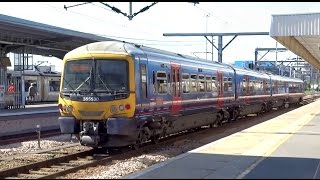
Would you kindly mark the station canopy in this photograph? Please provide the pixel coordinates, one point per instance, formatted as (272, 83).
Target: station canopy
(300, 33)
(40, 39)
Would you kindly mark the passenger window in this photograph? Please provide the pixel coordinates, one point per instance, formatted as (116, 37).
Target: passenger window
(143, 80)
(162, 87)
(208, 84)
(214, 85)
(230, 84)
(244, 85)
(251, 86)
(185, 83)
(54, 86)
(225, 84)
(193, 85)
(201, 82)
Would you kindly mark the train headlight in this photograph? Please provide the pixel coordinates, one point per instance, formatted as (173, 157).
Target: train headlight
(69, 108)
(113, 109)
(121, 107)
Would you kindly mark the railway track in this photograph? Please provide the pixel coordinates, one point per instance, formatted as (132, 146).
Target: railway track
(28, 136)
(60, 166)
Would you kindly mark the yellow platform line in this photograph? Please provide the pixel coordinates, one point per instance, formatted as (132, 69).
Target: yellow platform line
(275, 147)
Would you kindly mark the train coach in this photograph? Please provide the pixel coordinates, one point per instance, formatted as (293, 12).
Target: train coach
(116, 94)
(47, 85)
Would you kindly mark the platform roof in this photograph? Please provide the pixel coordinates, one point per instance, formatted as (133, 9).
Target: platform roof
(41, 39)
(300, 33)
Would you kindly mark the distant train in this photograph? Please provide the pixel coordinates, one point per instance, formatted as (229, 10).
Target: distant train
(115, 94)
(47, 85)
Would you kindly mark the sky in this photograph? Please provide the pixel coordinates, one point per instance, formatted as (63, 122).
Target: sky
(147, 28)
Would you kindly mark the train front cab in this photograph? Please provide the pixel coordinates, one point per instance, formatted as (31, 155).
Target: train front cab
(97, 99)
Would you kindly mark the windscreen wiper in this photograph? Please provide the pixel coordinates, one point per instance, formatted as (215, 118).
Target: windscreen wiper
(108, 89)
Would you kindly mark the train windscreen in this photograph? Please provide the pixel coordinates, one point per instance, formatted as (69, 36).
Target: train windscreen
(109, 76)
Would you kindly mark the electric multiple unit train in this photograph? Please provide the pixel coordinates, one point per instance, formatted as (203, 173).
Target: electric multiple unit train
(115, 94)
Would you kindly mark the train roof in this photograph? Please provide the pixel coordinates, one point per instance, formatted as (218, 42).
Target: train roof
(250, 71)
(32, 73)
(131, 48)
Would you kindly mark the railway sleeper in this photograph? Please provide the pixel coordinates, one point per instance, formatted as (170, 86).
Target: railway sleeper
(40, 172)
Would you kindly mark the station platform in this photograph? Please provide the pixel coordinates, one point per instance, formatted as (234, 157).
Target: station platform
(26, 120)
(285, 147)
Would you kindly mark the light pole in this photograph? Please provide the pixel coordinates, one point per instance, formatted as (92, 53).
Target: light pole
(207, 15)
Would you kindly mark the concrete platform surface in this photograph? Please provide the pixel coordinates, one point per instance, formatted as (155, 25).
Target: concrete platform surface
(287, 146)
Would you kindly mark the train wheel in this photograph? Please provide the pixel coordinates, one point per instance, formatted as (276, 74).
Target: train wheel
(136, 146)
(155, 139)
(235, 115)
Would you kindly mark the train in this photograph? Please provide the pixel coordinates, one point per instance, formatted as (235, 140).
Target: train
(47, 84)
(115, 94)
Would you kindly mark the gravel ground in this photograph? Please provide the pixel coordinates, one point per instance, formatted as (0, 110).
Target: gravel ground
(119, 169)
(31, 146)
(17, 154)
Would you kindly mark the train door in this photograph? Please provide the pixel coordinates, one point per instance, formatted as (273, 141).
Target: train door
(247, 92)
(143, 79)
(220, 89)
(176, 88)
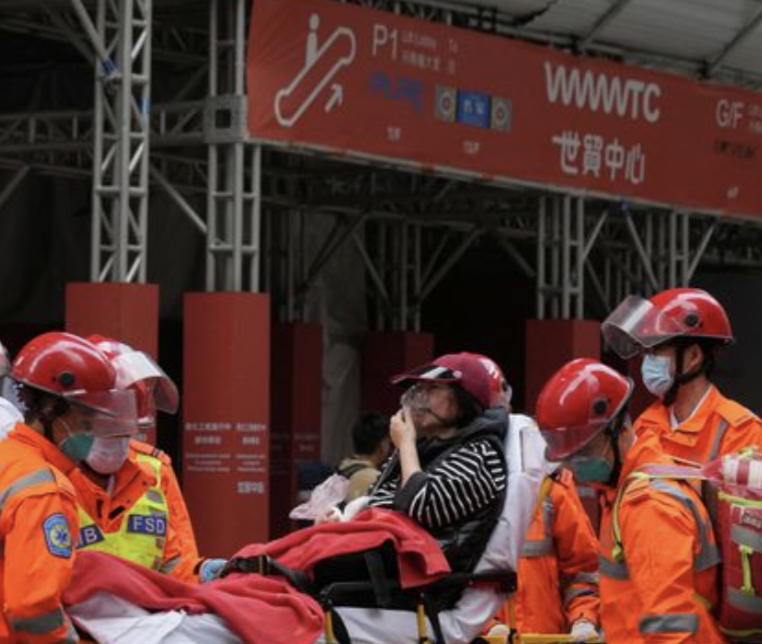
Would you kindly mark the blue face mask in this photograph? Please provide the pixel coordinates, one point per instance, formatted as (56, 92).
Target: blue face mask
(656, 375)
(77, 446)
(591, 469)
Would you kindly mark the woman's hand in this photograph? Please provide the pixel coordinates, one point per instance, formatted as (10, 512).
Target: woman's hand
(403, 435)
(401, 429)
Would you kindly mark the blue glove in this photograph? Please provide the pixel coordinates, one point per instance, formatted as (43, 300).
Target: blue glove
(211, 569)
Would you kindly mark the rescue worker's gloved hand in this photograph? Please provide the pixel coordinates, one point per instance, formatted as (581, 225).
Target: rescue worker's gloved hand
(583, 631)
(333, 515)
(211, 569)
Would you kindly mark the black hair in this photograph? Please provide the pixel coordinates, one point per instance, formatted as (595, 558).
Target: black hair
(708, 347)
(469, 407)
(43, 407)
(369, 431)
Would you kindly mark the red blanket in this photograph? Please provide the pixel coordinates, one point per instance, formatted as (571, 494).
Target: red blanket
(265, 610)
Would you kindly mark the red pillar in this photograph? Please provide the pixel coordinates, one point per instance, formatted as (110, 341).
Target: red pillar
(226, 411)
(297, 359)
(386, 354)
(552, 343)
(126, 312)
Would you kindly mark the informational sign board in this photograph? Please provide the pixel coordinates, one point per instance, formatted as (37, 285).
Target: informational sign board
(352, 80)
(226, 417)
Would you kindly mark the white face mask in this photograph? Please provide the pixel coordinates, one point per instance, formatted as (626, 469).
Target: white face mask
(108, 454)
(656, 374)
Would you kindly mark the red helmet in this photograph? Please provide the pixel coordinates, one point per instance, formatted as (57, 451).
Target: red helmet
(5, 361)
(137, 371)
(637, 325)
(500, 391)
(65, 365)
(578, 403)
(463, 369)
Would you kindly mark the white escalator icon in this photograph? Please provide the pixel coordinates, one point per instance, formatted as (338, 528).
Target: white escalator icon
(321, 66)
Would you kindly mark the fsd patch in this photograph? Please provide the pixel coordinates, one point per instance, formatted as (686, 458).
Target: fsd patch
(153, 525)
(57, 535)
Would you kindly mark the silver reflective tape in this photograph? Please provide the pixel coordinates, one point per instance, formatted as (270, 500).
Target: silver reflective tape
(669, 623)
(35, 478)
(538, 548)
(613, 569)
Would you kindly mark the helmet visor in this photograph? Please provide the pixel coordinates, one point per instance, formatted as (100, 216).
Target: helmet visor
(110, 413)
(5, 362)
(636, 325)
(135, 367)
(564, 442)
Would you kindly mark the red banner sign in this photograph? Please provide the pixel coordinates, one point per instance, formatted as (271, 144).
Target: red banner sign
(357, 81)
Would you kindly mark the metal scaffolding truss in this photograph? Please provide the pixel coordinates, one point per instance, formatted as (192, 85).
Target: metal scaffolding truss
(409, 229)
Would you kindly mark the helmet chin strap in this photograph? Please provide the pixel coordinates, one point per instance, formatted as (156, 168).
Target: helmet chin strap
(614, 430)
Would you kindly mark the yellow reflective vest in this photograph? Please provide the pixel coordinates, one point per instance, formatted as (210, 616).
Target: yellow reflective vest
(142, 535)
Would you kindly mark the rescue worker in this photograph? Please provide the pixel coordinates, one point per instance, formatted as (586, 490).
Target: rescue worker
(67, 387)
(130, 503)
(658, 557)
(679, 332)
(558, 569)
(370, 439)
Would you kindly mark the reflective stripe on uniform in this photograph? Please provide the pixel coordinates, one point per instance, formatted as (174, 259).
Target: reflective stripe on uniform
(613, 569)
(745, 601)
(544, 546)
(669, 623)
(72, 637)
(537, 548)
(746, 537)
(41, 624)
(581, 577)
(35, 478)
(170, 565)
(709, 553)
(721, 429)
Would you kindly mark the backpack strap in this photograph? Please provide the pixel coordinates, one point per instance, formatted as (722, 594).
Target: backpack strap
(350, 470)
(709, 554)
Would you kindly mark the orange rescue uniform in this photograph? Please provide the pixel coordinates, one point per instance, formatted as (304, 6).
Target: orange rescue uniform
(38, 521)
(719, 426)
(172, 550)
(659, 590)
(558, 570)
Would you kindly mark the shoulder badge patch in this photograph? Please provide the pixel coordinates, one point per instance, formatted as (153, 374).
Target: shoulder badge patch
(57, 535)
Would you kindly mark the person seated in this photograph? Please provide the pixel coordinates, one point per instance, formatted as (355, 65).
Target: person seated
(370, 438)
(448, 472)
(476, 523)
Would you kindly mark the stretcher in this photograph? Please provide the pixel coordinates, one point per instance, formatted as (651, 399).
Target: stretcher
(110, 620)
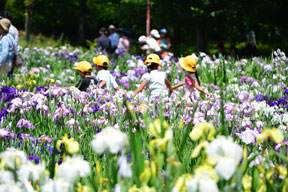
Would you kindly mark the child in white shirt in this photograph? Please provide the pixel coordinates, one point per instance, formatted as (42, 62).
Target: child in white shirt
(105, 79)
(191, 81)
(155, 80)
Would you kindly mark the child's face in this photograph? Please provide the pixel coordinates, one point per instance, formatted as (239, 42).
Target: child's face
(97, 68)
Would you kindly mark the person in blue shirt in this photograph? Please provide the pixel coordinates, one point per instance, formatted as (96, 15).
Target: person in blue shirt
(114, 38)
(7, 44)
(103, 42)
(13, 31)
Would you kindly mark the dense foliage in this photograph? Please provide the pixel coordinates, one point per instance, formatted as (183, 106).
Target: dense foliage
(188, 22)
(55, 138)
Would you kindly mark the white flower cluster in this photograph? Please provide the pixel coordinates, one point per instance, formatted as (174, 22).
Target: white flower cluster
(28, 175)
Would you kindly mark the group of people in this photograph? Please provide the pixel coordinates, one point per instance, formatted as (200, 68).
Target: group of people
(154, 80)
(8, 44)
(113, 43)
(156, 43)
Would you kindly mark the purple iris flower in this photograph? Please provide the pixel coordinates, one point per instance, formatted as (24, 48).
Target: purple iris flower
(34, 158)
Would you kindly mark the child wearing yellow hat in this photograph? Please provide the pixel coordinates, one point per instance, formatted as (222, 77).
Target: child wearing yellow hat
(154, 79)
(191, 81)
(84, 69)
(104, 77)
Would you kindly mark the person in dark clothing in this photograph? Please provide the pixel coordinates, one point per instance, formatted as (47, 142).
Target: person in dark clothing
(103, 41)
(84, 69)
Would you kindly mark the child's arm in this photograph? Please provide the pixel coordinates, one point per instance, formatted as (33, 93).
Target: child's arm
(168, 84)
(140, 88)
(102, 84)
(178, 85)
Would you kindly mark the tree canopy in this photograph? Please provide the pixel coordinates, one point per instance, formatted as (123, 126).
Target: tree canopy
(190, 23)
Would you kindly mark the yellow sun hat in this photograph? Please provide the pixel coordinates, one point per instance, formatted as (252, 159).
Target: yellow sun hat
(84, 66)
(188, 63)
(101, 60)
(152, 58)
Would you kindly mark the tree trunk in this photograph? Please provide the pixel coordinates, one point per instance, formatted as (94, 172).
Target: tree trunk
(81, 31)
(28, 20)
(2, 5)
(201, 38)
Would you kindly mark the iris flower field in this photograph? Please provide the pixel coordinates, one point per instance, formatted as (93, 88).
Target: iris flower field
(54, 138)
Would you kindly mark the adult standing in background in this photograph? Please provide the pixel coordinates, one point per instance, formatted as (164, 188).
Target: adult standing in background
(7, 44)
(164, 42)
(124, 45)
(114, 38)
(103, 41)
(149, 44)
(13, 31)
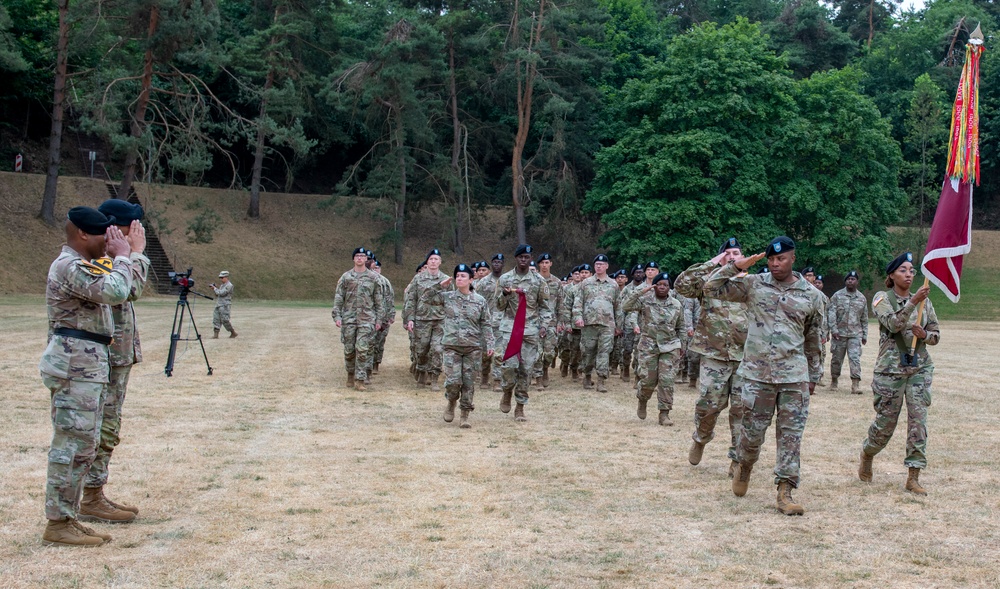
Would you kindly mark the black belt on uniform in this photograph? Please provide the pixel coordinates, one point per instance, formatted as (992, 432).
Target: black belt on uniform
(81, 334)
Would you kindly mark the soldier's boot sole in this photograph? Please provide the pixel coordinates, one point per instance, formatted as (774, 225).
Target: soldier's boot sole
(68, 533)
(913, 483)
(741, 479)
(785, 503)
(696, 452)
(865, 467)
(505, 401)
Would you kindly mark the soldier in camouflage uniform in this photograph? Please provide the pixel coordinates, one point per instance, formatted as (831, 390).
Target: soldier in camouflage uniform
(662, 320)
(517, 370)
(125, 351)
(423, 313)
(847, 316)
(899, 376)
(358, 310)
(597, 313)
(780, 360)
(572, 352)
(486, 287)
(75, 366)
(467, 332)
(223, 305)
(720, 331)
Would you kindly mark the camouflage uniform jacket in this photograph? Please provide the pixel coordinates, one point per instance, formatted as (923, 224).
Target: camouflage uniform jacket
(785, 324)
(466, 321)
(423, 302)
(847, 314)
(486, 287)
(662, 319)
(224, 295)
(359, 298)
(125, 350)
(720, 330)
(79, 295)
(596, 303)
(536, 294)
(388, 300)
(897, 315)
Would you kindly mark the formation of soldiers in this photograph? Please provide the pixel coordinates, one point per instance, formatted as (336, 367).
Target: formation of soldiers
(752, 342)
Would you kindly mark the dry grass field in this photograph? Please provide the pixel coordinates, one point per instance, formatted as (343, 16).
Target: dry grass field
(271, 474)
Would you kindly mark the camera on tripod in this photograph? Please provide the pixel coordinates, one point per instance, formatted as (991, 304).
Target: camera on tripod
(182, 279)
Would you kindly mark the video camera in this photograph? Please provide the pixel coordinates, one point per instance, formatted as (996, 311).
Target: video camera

-- -- --

» **What you will do**: Render everything above, from the line containing "Would you kindly mark the dry" down to the end of the items, as a JSON list of strings with one string per line, leaving out blank lines.

» **Response to this task**:
[
  "Would you kindly mark the dry grass field in this photograph? Please provide the pixel coordinates, one point per instance, formatted as (343, 16).",
  "Target: dry grass field",
  "(271, 474)",
  "Would you kindly mark the camera on tripod in this photograph? Please provide the pixel coordinates, one point per instance, formatted as (991, 304).",
  "Target: camera on tripod",
  "(182, 279)",
  "Would you kindly mark the video camera in this photograph? Please provide the pixel coordinates, one point per instance, formatted as (996, 311).",
  "Target: video camera"
]